**Task objective:** As soon as the line containing "Target: dog" appears in the material below, start returning lines exactly, and end with the line containing "Target: sandy beach".

**Records supplied:**

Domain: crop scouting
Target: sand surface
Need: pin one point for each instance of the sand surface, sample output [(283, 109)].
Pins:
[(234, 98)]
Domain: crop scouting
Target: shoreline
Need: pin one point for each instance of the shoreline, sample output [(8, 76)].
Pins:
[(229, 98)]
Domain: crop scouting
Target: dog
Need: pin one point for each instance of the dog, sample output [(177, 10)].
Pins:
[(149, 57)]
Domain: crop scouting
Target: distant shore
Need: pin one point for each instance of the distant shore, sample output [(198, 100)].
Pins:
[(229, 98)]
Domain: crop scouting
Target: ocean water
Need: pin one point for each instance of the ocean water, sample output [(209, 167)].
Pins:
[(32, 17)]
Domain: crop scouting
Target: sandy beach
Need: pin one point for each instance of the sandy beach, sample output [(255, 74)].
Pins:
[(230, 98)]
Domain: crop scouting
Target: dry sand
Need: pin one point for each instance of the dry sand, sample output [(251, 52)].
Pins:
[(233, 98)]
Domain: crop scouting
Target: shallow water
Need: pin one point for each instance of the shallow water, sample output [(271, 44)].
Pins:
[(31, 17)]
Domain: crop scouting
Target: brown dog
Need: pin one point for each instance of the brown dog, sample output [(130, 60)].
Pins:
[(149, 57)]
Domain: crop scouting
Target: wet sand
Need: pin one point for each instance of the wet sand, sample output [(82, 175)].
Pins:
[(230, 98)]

==

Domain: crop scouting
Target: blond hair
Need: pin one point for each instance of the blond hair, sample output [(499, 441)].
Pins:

---

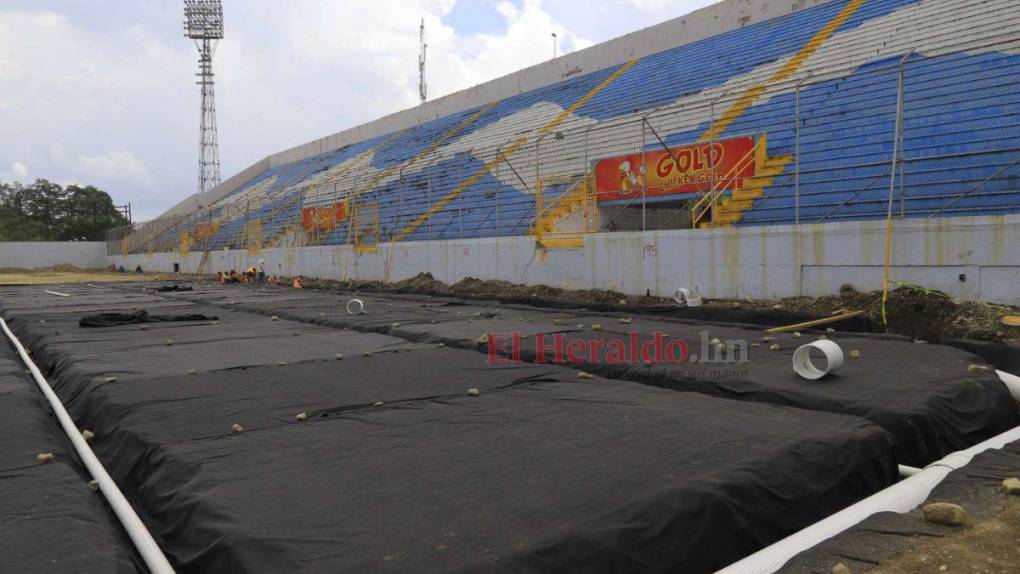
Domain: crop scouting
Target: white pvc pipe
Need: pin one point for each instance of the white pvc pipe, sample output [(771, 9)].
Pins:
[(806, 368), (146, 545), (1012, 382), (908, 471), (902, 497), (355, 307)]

**Output below:**
Target: dog
Need: pin one point for each instance of the dog, sample output [(177, 10)].
Pins:
[(149, 57)]
Domain: crop scouting
Target: distant shore
Need: pin one point for each instance of the distant shore, sample output [(198, 100)].
Pins:
[(229, 98)]
Domain: crop scouting
Target: ocean water
Need: pin one point for each instance of the ocean water, sample output [(209, 167)].
Pins:
[(32, 17)]
Domain: crop scouting
Target: sandy beach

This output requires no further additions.